- _THE PROBLEM_: For each line below that contains the word "island", make a copy.

- _RECORDS PROVIDED_:
· · ·

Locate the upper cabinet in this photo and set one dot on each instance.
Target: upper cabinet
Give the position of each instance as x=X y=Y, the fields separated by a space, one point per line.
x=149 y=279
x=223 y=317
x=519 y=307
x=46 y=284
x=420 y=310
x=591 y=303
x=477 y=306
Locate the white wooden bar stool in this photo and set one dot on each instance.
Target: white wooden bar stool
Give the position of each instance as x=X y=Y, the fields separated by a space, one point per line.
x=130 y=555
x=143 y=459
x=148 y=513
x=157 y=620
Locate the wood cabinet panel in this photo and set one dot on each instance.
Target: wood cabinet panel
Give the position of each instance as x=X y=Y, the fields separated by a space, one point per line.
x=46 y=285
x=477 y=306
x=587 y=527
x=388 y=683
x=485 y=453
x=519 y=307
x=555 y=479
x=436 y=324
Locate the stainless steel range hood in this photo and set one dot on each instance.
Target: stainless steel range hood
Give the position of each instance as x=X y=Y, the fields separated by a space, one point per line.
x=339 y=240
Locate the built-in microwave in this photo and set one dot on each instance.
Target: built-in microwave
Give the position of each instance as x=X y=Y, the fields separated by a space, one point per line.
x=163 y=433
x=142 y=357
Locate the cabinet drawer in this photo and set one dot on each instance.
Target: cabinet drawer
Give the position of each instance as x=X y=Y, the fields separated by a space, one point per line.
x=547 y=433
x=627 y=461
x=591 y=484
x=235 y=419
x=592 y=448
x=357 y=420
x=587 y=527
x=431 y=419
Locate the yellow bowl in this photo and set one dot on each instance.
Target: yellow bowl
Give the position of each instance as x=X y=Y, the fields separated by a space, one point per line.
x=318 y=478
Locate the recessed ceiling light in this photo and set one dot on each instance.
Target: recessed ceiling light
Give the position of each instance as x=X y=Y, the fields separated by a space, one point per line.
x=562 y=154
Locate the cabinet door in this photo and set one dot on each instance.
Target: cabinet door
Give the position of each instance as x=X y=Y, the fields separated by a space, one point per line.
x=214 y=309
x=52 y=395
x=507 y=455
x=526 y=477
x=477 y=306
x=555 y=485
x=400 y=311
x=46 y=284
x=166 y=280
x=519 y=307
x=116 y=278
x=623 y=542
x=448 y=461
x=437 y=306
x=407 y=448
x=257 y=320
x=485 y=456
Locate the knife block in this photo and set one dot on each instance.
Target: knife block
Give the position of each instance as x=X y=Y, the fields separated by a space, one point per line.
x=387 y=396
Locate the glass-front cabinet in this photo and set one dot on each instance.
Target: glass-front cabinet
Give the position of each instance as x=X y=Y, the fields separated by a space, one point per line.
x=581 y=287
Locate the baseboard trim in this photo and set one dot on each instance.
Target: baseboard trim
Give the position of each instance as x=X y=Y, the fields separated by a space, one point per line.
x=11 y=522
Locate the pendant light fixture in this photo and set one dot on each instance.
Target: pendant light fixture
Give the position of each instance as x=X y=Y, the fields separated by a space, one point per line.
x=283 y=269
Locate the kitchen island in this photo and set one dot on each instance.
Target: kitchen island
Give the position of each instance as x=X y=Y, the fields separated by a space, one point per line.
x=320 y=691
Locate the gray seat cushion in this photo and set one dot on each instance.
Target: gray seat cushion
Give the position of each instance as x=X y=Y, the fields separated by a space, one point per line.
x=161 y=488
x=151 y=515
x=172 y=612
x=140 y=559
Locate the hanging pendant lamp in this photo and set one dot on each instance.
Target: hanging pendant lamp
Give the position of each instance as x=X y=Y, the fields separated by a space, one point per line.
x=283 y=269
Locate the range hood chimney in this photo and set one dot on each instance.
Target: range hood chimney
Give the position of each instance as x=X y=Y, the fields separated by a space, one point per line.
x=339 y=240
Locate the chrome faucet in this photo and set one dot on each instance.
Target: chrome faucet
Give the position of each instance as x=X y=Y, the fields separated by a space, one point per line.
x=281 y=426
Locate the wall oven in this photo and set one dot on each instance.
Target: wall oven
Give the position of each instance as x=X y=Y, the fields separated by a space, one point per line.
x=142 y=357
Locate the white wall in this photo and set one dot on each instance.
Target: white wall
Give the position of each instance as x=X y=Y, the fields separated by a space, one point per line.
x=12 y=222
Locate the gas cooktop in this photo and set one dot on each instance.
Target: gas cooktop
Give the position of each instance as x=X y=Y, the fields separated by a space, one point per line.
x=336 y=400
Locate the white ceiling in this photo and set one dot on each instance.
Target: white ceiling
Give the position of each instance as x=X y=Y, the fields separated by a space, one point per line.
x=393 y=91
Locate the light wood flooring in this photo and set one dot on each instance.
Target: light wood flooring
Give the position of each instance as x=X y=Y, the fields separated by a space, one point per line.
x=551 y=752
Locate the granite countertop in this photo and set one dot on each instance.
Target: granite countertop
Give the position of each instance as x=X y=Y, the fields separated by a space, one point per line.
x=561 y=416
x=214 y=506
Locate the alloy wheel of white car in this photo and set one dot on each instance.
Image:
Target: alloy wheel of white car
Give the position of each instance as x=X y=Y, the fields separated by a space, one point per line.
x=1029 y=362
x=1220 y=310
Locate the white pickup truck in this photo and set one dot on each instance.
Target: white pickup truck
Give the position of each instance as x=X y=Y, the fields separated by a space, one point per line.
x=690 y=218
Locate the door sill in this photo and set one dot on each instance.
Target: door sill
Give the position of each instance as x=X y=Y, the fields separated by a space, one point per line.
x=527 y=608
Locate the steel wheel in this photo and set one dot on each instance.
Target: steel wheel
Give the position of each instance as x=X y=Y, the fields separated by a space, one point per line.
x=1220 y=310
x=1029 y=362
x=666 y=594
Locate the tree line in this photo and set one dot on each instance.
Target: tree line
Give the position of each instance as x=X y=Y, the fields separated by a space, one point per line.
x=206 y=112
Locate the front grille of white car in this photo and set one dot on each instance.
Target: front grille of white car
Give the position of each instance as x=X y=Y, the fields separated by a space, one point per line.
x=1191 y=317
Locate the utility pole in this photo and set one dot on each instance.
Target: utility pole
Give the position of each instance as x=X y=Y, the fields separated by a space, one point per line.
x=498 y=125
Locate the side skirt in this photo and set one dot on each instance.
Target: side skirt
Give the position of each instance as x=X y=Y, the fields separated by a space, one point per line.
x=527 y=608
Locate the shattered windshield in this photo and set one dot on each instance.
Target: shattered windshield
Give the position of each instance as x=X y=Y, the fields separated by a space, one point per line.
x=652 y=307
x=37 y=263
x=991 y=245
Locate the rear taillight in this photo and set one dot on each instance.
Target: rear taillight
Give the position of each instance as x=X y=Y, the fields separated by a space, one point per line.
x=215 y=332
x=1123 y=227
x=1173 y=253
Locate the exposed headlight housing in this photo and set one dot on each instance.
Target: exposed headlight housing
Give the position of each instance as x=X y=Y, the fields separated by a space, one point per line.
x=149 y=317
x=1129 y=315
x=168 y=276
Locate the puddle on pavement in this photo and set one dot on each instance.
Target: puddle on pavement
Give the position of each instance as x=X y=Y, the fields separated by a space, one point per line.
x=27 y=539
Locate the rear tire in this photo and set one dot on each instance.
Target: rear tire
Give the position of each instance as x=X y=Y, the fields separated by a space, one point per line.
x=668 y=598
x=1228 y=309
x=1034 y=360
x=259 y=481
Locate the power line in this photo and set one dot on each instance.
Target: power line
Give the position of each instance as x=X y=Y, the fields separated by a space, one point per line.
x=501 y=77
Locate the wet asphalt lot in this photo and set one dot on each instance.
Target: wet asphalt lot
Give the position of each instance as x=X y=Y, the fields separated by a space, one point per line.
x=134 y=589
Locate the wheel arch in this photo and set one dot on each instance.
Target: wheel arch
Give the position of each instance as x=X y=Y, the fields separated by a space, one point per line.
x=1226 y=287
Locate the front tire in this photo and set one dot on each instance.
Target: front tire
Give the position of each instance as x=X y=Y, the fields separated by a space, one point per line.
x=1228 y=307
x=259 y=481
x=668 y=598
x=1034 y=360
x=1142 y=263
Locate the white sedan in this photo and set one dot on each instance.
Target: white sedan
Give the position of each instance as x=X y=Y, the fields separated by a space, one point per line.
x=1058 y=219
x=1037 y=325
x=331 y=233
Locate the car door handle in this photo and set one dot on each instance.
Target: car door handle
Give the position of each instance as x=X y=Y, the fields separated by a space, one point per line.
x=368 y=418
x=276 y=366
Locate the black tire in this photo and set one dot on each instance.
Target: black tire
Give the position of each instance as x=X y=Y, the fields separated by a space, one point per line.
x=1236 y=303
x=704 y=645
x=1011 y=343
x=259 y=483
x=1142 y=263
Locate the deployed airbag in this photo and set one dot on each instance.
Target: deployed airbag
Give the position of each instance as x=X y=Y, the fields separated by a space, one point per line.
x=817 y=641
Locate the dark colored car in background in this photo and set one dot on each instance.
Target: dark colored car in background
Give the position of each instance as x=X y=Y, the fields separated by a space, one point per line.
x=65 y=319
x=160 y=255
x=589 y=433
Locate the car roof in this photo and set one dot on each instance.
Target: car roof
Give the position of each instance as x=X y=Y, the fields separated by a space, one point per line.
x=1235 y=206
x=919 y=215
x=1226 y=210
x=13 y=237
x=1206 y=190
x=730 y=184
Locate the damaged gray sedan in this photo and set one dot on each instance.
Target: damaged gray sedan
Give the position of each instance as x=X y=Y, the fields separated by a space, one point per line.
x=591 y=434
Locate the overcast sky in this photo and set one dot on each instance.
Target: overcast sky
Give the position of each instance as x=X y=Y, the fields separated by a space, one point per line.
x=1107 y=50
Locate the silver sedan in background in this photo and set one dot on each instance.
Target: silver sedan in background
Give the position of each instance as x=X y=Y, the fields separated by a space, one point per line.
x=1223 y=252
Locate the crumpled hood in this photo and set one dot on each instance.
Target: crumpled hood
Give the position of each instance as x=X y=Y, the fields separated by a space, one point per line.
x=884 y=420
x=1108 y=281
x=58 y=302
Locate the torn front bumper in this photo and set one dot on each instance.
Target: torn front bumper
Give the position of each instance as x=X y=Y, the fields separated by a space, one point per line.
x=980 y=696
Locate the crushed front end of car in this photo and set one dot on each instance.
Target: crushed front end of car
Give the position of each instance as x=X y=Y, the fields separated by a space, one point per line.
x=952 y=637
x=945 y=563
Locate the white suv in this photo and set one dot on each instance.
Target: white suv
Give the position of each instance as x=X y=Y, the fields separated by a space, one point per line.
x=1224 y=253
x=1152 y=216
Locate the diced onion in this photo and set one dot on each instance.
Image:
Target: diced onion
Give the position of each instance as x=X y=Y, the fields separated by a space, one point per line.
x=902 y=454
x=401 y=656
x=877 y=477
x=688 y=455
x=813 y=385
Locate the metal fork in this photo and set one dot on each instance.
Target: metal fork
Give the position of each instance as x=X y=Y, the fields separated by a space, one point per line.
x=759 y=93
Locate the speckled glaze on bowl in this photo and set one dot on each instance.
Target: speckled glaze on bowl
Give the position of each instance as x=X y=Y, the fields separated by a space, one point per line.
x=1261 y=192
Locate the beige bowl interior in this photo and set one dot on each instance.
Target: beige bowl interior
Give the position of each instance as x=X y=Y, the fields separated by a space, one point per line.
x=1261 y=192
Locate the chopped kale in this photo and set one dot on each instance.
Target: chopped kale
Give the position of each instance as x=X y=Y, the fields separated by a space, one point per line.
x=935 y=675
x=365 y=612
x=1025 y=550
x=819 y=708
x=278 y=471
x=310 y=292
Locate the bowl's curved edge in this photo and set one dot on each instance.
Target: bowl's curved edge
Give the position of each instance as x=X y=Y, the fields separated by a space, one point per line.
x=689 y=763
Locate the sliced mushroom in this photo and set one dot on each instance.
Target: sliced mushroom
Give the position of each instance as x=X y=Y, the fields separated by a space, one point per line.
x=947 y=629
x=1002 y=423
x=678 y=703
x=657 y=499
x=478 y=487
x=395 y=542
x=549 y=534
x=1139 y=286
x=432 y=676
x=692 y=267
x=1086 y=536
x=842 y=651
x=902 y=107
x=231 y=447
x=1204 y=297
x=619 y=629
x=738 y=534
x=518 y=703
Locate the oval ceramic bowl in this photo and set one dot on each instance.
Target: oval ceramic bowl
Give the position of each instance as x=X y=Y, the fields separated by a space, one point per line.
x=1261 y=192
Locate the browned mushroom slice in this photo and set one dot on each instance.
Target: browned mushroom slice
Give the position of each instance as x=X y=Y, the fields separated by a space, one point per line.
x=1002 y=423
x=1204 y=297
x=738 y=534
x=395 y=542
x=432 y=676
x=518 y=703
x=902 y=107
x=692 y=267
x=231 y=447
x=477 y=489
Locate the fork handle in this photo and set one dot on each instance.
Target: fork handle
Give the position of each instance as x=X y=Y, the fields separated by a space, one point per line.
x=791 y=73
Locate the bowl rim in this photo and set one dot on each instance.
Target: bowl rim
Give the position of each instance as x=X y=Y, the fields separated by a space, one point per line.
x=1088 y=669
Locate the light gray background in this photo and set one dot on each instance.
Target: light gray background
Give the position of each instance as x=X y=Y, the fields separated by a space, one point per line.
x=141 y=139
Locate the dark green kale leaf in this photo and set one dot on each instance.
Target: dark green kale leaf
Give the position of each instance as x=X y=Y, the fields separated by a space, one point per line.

· · ·

- _RESULT FOR THIS TASK_:
Locate the kitchen island in this photo and set one dot on each instance.
Target: kitchen island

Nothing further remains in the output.